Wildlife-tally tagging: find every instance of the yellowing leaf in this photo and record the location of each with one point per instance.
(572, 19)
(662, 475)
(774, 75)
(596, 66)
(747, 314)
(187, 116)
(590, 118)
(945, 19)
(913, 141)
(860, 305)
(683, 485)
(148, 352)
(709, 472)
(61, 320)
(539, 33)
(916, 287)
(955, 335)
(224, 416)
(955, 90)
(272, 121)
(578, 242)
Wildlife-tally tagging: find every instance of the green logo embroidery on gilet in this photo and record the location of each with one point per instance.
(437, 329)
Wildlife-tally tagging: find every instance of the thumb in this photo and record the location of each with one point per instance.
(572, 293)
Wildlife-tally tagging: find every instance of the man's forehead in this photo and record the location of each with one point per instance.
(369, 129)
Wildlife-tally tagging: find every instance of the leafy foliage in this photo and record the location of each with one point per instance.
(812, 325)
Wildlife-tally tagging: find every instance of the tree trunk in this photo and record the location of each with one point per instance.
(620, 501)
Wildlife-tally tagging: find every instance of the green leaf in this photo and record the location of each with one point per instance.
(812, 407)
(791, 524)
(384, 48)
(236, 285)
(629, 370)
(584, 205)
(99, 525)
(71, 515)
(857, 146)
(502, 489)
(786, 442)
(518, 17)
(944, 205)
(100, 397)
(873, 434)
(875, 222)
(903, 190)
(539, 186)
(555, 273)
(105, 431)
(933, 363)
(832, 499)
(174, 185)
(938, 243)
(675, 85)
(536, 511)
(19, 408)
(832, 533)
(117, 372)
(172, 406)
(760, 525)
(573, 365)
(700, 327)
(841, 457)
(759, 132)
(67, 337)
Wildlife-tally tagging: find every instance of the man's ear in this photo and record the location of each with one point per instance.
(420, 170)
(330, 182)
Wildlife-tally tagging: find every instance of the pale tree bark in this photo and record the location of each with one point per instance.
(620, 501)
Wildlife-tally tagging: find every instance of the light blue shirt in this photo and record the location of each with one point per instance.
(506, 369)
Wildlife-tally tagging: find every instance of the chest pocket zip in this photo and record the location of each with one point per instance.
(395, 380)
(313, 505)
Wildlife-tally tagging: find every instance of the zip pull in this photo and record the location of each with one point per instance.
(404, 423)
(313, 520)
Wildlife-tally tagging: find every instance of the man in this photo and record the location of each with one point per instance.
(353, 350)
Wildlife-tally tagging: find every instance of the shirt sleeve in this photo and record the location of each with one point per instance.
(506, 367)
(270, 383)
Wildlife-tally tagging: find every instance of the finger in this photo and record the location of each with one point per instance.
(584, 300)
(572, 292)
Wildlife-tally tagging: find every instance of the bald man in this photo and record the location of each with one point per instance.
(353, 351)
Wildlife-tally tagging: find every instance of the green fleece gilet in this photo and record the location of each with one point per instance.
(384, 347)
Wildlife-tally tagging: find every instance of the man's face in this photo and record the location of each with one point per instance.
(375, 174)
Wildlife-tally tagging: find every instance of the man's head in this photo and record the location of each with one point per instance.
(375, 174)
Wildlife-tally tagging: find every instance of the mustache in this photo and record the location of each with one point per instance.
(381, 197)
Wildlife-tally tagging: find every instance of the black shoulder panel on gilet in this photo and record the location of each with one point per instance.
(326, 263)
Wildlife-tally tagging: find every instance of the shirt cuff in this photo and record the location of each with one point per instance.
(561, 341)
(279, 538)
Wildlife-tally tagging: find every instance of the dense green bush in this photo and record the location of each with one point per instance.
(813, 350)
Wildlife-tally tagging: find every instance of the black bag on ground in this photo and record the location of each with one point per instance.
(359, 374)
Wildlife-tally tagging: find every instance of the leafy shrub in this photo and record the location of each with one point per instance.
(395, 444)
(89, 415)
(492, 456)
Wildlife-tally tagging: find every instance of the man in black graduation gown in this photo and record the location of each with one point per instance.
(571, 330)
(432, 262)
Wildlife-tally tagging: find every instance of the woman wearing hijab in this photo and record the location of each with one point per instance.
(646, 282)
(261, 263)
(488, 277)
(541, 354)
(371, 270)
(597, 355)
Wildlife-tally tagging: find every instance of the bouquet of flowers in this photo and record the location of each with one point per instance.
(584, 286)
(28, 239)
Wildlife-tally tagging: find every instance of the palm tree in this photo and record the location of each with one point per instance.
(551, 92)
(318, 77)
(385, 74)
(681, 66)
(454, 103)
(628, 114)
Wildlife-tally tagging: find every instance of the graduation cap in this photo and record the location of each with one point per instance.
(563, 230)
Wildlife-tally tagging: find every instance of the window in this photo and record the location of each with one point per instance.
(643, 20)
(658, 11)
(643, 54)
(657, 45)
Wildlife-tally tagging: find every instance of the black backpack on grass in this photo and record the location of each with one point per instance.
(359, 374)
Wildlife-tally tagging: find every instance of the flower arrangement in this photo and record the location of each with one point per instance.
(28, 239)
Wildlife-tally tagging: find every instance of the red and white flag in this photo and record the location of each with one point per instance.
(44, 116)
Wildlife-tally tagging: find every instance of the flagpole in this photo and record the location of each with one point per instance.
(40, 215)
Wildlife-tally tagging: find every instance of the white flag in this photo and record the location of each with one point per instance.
□ □ □ □ □ □ □
# Exercise details:
Copy out exactly the line that holds "Wildlife-tally tagging: find every instance of the flagpole" and all remaining lines of the listing, both the first and the last included.

# Solution to this exercise:
Wildlife-tally tagging: find every instance of the flagpole in this photo and record the location of each with one point per instance.
(40, 215)
Wildlife-tally tagging: find every instance of the white flag in this photo and record the location of each with one point per instance.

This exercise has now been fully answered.